- _What the exercise asks_
Reproduce verbatim everything from the beginning of the entries down to and including the line that contains "column 321, row 283".

- _Records for this task_
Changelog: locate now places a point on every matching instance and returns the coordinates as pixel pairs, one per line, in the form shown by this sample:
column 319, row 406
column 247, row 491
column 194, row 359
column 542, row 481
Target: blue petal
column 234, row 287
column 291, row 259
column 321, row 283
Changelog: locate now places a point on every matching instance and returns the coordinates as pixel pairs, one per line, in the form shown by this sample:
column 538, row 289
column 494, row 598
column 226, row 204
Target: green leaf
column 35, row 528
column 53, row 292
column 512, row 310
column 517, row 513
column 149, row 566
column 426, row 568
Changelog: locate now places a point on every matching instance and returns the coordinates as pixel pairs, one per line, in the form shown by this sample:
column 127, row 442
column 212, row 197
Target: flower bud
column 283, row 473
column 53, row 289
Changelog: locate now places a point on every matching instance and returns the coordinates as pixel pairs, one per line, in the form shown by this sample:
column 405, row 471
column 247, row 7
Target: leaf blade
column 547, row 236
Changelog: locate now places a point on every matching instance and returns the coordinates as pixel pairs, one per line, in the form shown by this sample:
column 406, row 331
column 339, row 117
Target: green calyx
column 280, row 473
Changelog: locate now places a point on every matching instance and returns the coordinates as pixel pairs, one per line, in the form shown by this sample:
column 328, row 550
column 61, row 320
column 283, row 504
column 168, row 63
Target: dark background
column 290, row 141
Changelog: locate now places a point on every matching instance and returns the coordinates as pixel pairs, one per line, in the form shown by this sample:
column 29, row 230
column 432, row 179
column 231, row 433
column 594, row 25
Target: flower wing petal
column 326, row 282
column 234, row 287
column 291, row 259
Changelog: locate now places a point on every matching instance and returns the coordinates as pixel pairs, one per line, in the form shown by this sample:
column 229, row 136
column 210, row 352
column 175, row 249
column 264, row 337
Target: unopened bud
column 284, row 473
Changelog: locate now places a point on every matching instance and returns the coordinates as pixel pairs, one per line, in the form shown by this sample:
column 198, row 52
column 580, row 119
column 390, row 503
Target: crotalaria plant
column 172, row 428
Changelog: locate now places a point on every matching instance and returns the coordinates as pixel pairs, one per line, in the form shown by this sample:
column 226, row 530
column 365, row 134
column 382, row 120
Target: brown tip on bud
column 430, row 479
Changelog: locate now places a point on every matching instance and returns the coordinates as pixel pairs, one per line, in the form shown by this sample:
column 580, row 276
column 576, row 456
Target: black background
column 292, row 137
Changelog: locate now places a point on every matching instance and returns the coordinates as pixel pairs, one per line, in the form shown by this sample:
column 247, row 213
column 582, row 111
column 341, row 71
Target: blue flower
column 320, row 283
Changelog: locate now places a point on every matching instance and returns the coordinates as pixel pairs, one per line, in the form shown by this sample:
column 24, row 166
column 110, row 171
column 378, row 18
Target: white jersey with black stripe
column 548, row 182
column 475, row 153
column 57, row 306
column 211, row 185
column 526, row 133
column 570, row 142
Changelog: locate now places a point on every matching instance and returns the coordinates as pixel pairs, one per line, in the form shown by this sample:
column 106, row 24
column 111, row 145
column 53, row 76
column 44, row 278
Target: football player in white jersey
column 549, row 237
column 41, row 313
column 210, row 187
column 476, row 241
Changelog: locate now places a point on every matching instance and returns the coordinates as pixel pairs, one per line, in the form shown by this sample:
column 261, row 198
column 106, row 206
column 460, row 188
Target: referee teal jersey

- _Reply_
Changelog: locate now places a point on every matching instance and returns the coordinates as pixel pairs, one per line, in the form shown by this sample:
column 319, row 406
column 247, row 491
column 194, row 359
column 542, row 481
Target: blue petal
column 234, row 287
column 291, row 259
column 321, row 283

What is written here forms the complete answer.